AIM OF THE TASK:
Please count how many lines in the items below contain the word "positive", and reply with only that number.

EXERCISE MATERIAL:
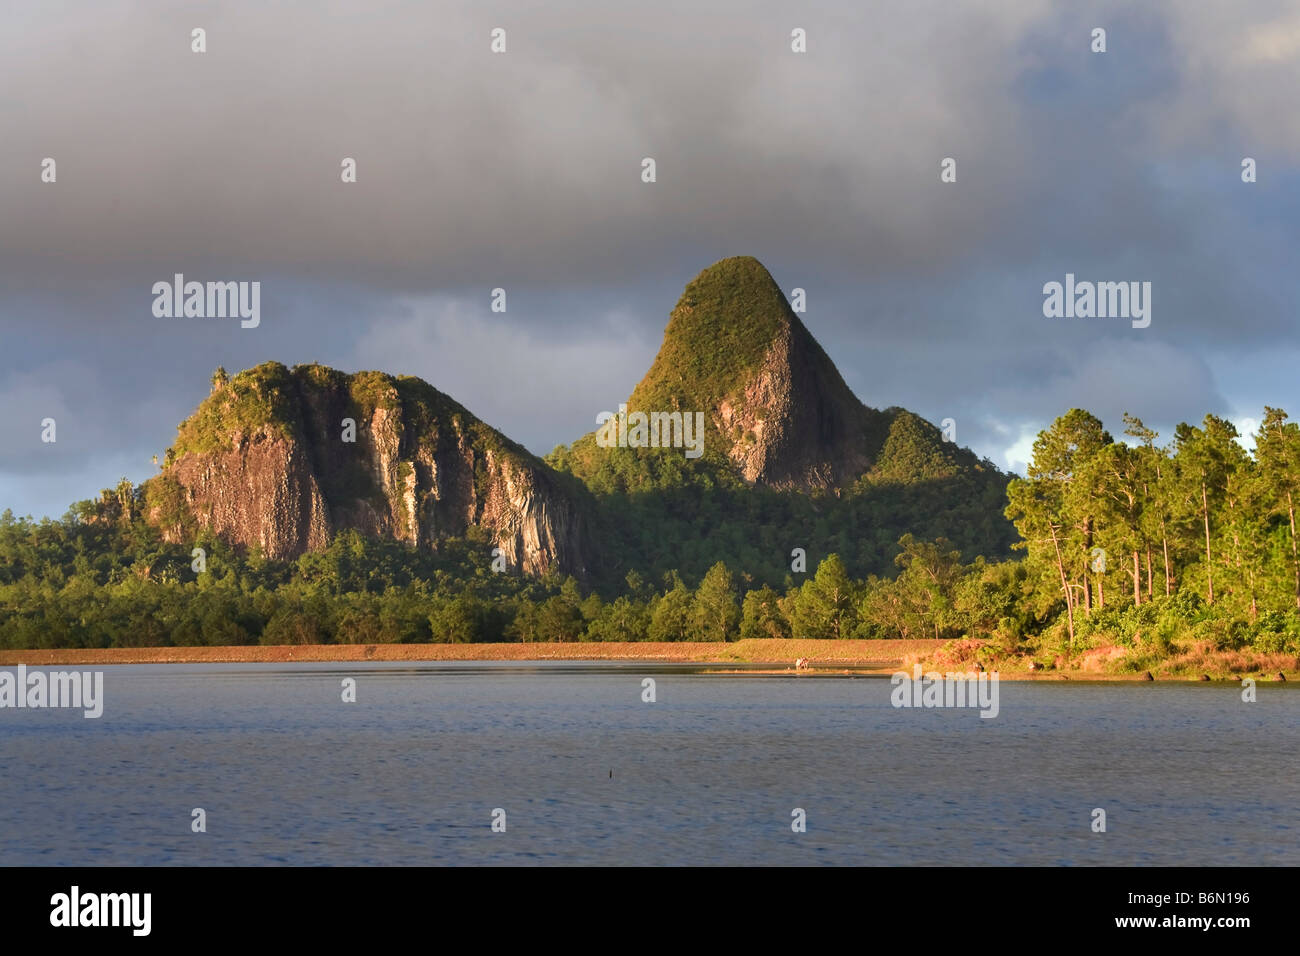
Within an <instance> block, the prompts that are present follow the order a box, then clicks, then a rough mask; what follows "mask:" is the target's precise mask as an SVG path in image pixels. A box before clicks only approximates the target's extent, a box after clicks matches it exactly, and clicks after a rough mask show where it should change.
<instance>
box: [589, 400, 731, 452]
mask: <svg viewBox="0 0 1300 956" xmlns="http://www.w3.org/2000/svg"><path fill="white" fill-rule="evenodd" d="M595 424H598V425H599V428H598V429H597V432H595V444H597V445H599V446H601V447H602V449H668V447H672V449H681V447H684V449H686V458H699V457H701V455H702V454H705V414H703V412H702V411H697V412H694V415H692V412H689V411H688V412H680V411H653V412H649V414H646V412H643V411H634V412H628V406H627V405H620V406H619V412H617V415H615V414H614V412H612V411H602V412H601V414H599V415H597V416H595Z"/></svg>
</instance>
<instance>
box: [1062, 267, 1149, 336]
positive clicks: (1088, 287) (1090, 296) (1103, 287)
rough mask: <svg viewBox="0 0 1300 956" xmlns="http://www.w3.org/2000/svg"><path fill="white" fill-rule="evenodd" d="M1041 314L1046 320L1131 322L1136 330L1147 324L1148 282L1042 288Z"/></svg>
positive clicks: (1148, 314)
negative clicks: (1129, 321)
mask: <svg viewBox="0 0 1300 956" xmlns="http://www.w3.org/2000/svg"><path fill="white" fill-rule="evenodd" d="M1043 315H1045V316H1047V317H1048V319H1131V320H1132V326H1134V328H1135V329H1145V328H1147V326H1148V325H1151V282H1075V281H1074V273H1073V272H1067V273H1066V274H1065V285H1062V284H1061V282H1048V284H1047V285H1044V286H1043Z"/></svg>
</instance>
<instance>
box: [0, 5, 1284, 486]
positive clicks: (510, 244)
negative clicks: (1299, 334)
mask: <svg viewBox="0 0 1300 956" xmlns="http://www.w3.org/2000/svg"><path fill="white" fill-rule="evenodd" d="M6 16H8V18H9V20H8V29H6V30H5V31H3V33H0V60H3V61H4V64H5V75H6V82H5V85H4V87H3V88H0V129H4V130H5V135H4V137H0V209H4V211H5V216H4V224H5V225H4V229H3V230H0V323H3V324H4V329H5V333H6V350H5V352H4V354H0V398H4V399H5V406H4V407H5V408H6V423H5V424H4V425H3V428H4V429H6V431H3V432H0V437H4V440H5V446H4V447H3V449H0V490H4V492H5V493H8V494H10V496H12V499H13V502H14V506H16V507H17V509H27V507H38V505H34V503H31V502H45V501H48V489H51V488H59V489H64V488H65V486H66V481H68V480H69V479H68V476H70V475H79V476H85V479H86V480H87V481H88V483H90V486H87V488H86V490H85V493H82V494H78V496H74V497H83V496H85V494H92V493H94V489H98V488H101V486H105V485H108V484H112V483H113V481H116V480H117V477H118V476H120V475H121V473H122V472H121V471H120V468H121V467H123V466H130V467H133V471H129V472H126V473H129V475H130V476H131V477H133V479H134V480H140V479H143V477H146V476H147V475H148V473H149V466H148V464H147V462H148V458H149V455H151V454H153V453H159V451H161V450H162V447H165V445H166V444H168V442H169V441H170V438H172V436H173V433H174V425H175V423H177V421H179V420H181V419H182V418H183V416H185V415H187V414H188V412H190V411H191V410H192V408H194V406H195V405H196V403H198V401H200V399H201V397H203V395H204V394H205V393H207V381H208V375H209V373H211V371H212V368H213V367H214V365H217V364H224V365H226V368H229V369H231V371H234V369H238V368H246V367H248V365H252V364H256V363H259V362H264V360H268V359H276V360H281V362H285V363H287V364H294V363H298V362H313V360H318V362H325V363H328V364H334V365H338V367H341V368H347V369H350V371H356V369H357V368H361V367H367V365H370V367H380V368H383V369H385V371H391V372H407V373H412V375H420V376H421V377H425V378H428V380H429V381H430V382H432V384H433V385H435V386H437V388H439V389H442V390H443V392H446V393H448V394H451V395H452V397H454V398H456V399H458V401H460V402H461V403H463V405H465V406H467V407H468V408H471V410H472V411H473V412H476V414H477V415H480V416H481V418H484V419H485V420H486V421H489V423H490V424H493V425H494V427H497V428H500V429H502V431H503V432H506V433H507V434H510V436H511V437H515V438H516V440H519V441H521V442H524V444H525V445H528V446H529V447H530V449H533V450H534V451H545V450H547V449H549V447H551V446H552V445H555V444H558V442H567V441H572V440H573V438H575V437H577V436H578V434H581V433H584V432H586V431H589V428H590V425H591V423H593V421H594V414H595V412H597V411H601V410H604V408H610V407H612V406H614V405H615V403H616V402H617V401H620V399H621V398H623V397H625V395H627V394H628V393H629V392H630V389H632V386H633V385H634V382H636V381H637V380H638V378H640V376H641V375H642V373H643V371H645V368H646V367H647V365H649V363H650V359H651V358H653V355H654V351H655V349H656V346H658V342H659V336H660V334H662V330H663V325H664V323H666V319H667V313H668V311H669V310H671V307H672V304H673V303H675V302H676V298H677V295H679V294H680V291H681V287H682V285H684V284H685V282H686V281H688V280H689V278H692V277H693V276H694V274H695V273H697V272H698V271H699V269H702V268H703V267H706V265H708V264H710V263H711V261H715V260H716V259H720V258H723V256H729V255H741V254H748V255H755V256H758V258H759V259H762V260H763V261H764V263H766V264H767V265H768V267H770V268H771V269H772V272H774V274H775V276H776V278H777V281H779V282H780V285H781V286H783V287H784V289H785V290H787V291H789V290H790V289H792V287H793V286H796V285H797V286H801V287H805V289H807V293H809V302H810V307H809V310H810V311H809V313H807V315H806V316H805V319H806V323H807V325H809V328H810V329H811V330H813V332H814V334H815V336H816V337H818V338H819V341H822V342H823V345H824V346H826V347H827V351H828V352H829V355H831V356H832V358H833V359H835V362H836V364H837V365H839V367H840V368H841V371H842V372H844V375H845V378H846V380H848V381H849V384H850V386H852V388H853V389H854V390H855V392H857V393H858V395H859V397H861V398H863V401H866V402H868V403H871V405H874V406H878V407H884V406H891V405H900V406H905V407H910V408H913V410H915V411H918V412H919V414H922V415H926V416H927V418H930V419H931V420H935V421H939V420H941V419H943V418H949V416H952V418H956V419H957V420H958V434H959V437H961V441H962V444H969V445H971V446H972V447H974V449H975V450H976V451H979V453H980V454H985V455H988V457H991V458H992V459H995V460H997V462H1000V463H1004V464H1008V463H1015V462H1018V460H1019V457H1021V455H1023V453H1024V442H1026V440H1027V436H1031V434H1036V431H1037V429H1040V428H1043V427H1045V425H1047V424H1049V423H1050V420H1052V419H1053V418H1056V416H1057V415H1060V414H1062V412H1063V411H1066V410H1067V408H1069V407H1071V406H1080V407H1087V408H1091V410H1093V411H1095V412H1096V414H1099V415H1101V416H1102V418H1104V419H1105V420H1106V423H1108V425H1110V427H1112V429H1115V428H1117V427H1119V419H1118V416H1119V414H1121V412H1122V411H1132V412H1135V414H1138V415H1140V416H1143V418H1144V419H1145V420H1147V421H1148V424H1151V425H1152V427H1157V428H1161V429H1162V431H1164V429H1167V428H1171V427H1173V424H1175V423H1177V421H1179V420H1184V419H1188V420H1200V418H1201V416H1203V415H1204V414H1205V412H1206V411H1216V412H1218V414H1231V415H1232V416H1235V418H1243V416H1248V415H1255V416H1257V415H1258V414H1260V411H1261V406H1262V403H1269V405H1281V406H1283V407H1286V406H1288V405H1290V406H1297V405H1300V402H1296V401H1295V399H1296V397H1297V395H1296V386H1295V385H1294V382H1295V376H1294V371H1292V369H1294V363H1288V362H1284V360H1282V358H1279V356H1282V355H1283V354H1284V352H1283V350H1284V349H1286V347H1290V346H1288V342H1291V341H1292V339H1294V336H1295V328H1294V315H1295V308H1294V303H1295V302H1296V300H1297V295H1300V276H1297V273H1296V271H1295V268H1294V263H1295V260H1296V256H1297V254H1300V232H1297V229H1296V222H1297V221H1300V113H1297V112H1296V111H1295V109H1294V108H1292V105H1291V99H1294V91H1295V90H1296V88H1300V57H1296V56H1294V52H1295V49H1296V43H1297V40H1296V36H1297V35H1300V34H1297V30H1300V26H1297V25H1300V12H1297V10H1296V7H1295V3H1292V1H1286V3H1283V1H1282V0H1251V1H1249V3H1240V4H1231V5H1230V4H1222V5H1214V4H1187V3H1180V1H1178V0H1157V1H1153V3H1140V4H1139V3H1135V1H1132V3H1130V1H1118V0H1115V1H1108V3H1104V4H1100V5H1091V7H1089V8H1088V9H1083V8H1080V7H1078V5H1075V4H1069V3H1052V1H1049V0H1006V1H1005V3H998V4H983V3H950V1H949V0H915V1H914V3H907V4H896V5H887V7H875V8H872V7H862V8H846V7H845V5H844V4H841V3H832V1H831V0H824V1H814V3H810V4H803V5H800V7H798V8H797V9H794V8H790V7H789V5H788V4H781V3H776V1H775V0H763V1H759V3H742V1H741V0H728V1H725V3H711V4H708V5H705V7H702V5H699V4H697V3H694V1H693V0H664V1H663V3H656V4H651V5H633V4H599V3H594V1H593V0H554V1H552V3H549V4H546V5H542V7H533V8H521V7H520V5H519V4H513V3H485V4H474V5H468V7H454V5H445V4H439V5H432V4H430V5H424V4H407V3H396V1H395V0H389V1H385V0H374V1H373V3H365V4H363V3H360V1H359V0H355V1H354V0H346V1H344V0H325V1H312V3H307V1H305V0H302V1H290V3H279V4H274V5H252V4H237V3H231V1H229V0H226V1H218V3H209V4H203V5H199V7H185V5H173V7H161V8H155V9H146V8H144V7H140V5H138V4H134V3H127V1H126V0H107V1H105V3H101V4H95V5H85V4H77V5H68V4H59V3H49V1H45V3H32V1H29V0H23V1H21V3H17V4H10V7H9V8H8V9H6ZM1097 25H1104V26H1105V27H1106V29H1108V52H1106V53H1105V55H1093V53H1091V52H1089V51H1088V44H1089V38H1091V30H1092V27H1095V26H1097ZM194 26H204V27H205V29H207V31H208V52H207V53H203V55H195V53H191V52H190V30H191V29H192V27H194ZM495 26H502V27H504V29H506V30H507V35H508V52H507V53H504V55H493V53H491V52H490V51H489V30H490V29H491V27H495ZM794 26H800V27H803V29H806V30H807V35H809V52H807V53H805V55H796V53H793V52H790V48H789V34H790V30H792V29H793V27H794ZM47 156H51V157H55V159H56V160H57V164H59V166H57V168H59V181H57V182H56V183H53V185H51V183H42V182H40V179H39V172H40V160H42V159H43V157H47ZM344 156H350V157H355V159H356V161H357V170H359V181H357V182H356V183H355V185H344V183H342V182H341V181H339V164H341V160H342V159H343V157H344ZM645 156H653V157H655V160H656V163H658V182H655V183H642V182H641V179H640V170H641V160H642V157H645ZM949 156H950V157H954V159H956V160H957V172H958V176H957V182H956V183H941V182H940V181H939V163H940V160H941V159H944V157H949ZM1243 156H1252V157H1255V159H1256V160H1257V163H1258V169H1260V178H1258V182H1256V183H1249V185H1247V183H1243V182H1242V181H1240V160H1242V157H1243ZM175 272H183V273H186V276H191V277H195V278H199V280H259V281H261V282H263V324H261V326H260V328H259V329H256V330H240V329H238V328H235V326H229V328H227V326H222V325H220V324H212V323H208V324H204V323H199V321H195V320H191V321H186V320H174V321H161V320H153V319H152V316H151V315H149V313H148V303H149V300H151V295H149V286H151V285H152V284H153V282H155V281H160V280H168V278H170V276H172V274H173V273H175ZM1066 272H1074V273H1075V274H1076V276H1080V277H1088V278H1093V280H1117V281H1118V280H1140V281H1151V282H1152V284H1153V297H1154V313H1153V324H1152V326H1151V328H1149V329H1145V330H1140V332H1138V330H1132V329H1126V328H1118V326H1108V325H1105V324H1097V323H1087V321H1083V323H1073V324H1070V323H1052V321H1050V320H1045V319H1044V317H1043V316H1041V286H1043V284H1044V282H1047V281H1053V280H1056V281H1060V280H1061V278H1062V277H1063V276H1065V273H1066ZM497 286H502V287H506V289H507V291H508V295H510V311H508V312H507V313H506V315H497V313H491V312H490V311H487V307H486V306H487V294H489V291H490V289H493V287H497ZM1286 354H1287V355H1290V354H1291V352H1286ZM48 408H55V410H56V418H59V420H60V441H59V445H57V447H45V449H34V447H32V446H31V437H32V434H36V436H38V437H39V425H34V424H32V423H34V416H38V418H35V421H36V423H39V418H42V416H44V414H45V412H43V411H42V410H48ZM65 420H66V423H68V424H66V427H65V425H64V421H65ZM134 462H140V464H139V466H133V464H130V463H134ZM135 468H138V470H135ZM92 476H100V477H95V479H94V480H91V477H92ZM39 507H45V506H44V505H39Z"/></svg>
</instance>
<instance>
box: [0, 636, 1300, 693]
mask: <svg viewBox="0 0 1300 956" xmlns="http://www.w3.org/2000/svg"><path fill="white" fill-rule="evenodd" d="M987 652H988V645H987V644H985V643H983V641H937V640H888V639H883V640H853V639H842V640H814V639H810V640H781V639H750V640H741V641H736V643H712V641H708V643H706V641H676V643H673V641H629V643H614V644H593V643H589V641H581V643H554V644H495V643H494V644H299V645H227V646H183V648H177V646H164V648H94V649H92V648H55V649H44V650H0V666H16V665H19V663H22V665H27V666H53V667H57V666H74V665H75V666H85V665H108V666H112V665H131V663H294V662H299V663H308V662H320V663H350V662H365V661H377V662H403V661H406V662H412V663H417V662H438V661H464V662H473V661H517V662H521V663H526V662H546V661H642V662H646V663H698V665H707V666H710V671H708V672H711V674H737V675H745V674H750V675H762V674H800V675H802V676H806V675H816V674H822V675H826V674H832V675H835V674H876V675H888V674H894V672H898V671H902V672H907V674H910V672H913V667H914V666H915V665H920V666H922V669H923V671H926V672H927V674H928V672H932V671H935V672H941V674H954V672H961V674H966V672H971V671H974V670H975V665H976V663H979V666H980V669H983V672H988V674H997V675H998V676H1000V678H1001V679H1002V680H1079V682H1100V680H1104V682H1114V680H1122V682H1145V680H1147V674H1148V672H1151V674H1152V675H1153V676H1152V679H1153V680H1204V679H1205V678H1206V676H1208V678H1209V679H1210V680H1240V679H1245V678H1251V679H1256V680H1265V682H1270V680H1271V682H1278V680H1279V676H1281V678H1282V680H1283V682H1294V680H1300V661H1296V658H1295V657H1294V656H1288V654H1242V653H1236V652H1229V653H1223V652H1210V650H1204V649H1201V650H1196V652H1192V653H1188V654H1183V656H1178V657H1171V658H1170V659H1167V661H1164V662H1160V663H1157V665H1154V666H1153V667H1152V670H1151V671H1144V672H1140V674H1139V672H1134V671H1132V670H1130V669H1126V667H1123V666H1118V662H1119V661H1121V658H1122V657H1123V652H1125V649H1123V648H1115V646H1110V648H1099V649H1096V650H1092V652H1086V653H1083V654H1080V656H1079V657H1078V658H1075V659H1073V661H1066V659H1063V658H1057V659H1056V661H1053V662H1052V663H1049V665H1045V666H1039V667H1036V669H1034V670H1031V661H1032V658H1023V657H1021V658H998V657H997V654H996V653H987ZM800 658H805V659H806V661H807V662H809V666H807V669H806V670H797V669H796V666H794V661H797V659H800ZM1035 663H1036V662H1035ZM727 665H771V667H761V669H755V667H748V669H746V670H737V671H728V670H725V666H727ZM1203 675H1204V676H1203Z"/></svg>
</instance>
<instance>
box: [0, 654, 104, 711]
mask: <svg viewBox="0 0 1300 956" xmlns="http://www.w3.org/2000/svg"><path fill="white" fill-rule="evenodd" d="M4 708H32V709H40V708H81V709H82V710H85V713H83V714H82V717H88V718H95V717H101V715H103V714H104V671H49V672H48V674H47V672H45V671H31V672H27V666H26V665H23V663H19V665H18V670H17V672H13V671H0V710H3V709H4Z"/></svg>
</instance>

SOLVED PROBLEM:
3